● What you are asked to do: Rewrite the listing below as a Markdown table with the columns "No." and "Text", giving each line its own numbered row. Skip blank lines and leave out the pictures.

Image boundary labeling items
────────────────────────────────────────

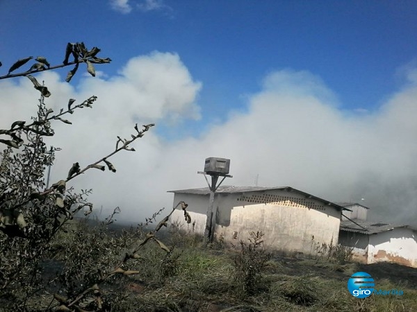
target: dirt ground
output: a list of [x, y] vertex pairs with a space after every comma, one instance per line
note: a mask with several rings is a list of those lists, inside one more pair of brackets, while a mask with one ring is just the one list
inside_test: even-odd
[[[325, 278], [346, 279], [348, 282], [347, 273], [343, 270], [329, 270], [328, 267], [320, 268], [319, 266], [309, 266], [303, 263], [302, 259], [285, 257], [275, 257], [274, 260], [283, 264], [289, 275], [300, 276], [313, 274]], [[354, 263], [354, 272], [366, 272], [370, 274], [377, 284], [378, 280], [387, 279], [395, 284], [417, 289], [417, 268], [388, 262], [373, 264]]]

────────────────────────────────────────

● Exercise result:
| No. | Text |
|---|---|
| 1 | target: dirt ground |
| 2 | output: a list of [x, y] vertex pairs with a space after every comma, one instance per line |
| 3 | note: a mask with several rings is a list of those lists, inside one more pair of brackets, while a mask with one ring is just the one list |
| 4 | inside_test: even-odd |
| 5 | [[[325, 278], [346, 279], [348, 282], [347, 273], [343, 270], [329, 270], [328, 267], [320, 268], [319, 266], [309, 266], [303, 263], [302, 259], [285, 257], [275, 257], [274, 260], [283, 264], [289, 275], [300, 276], [313, 274]], [[354, 263], [354, 272], [366, 272], [370, 274], [377, 284], [378, 280], [387, 279], [395, 284], [417, 289], [417, 268], [388, 262], [373, 264]]] |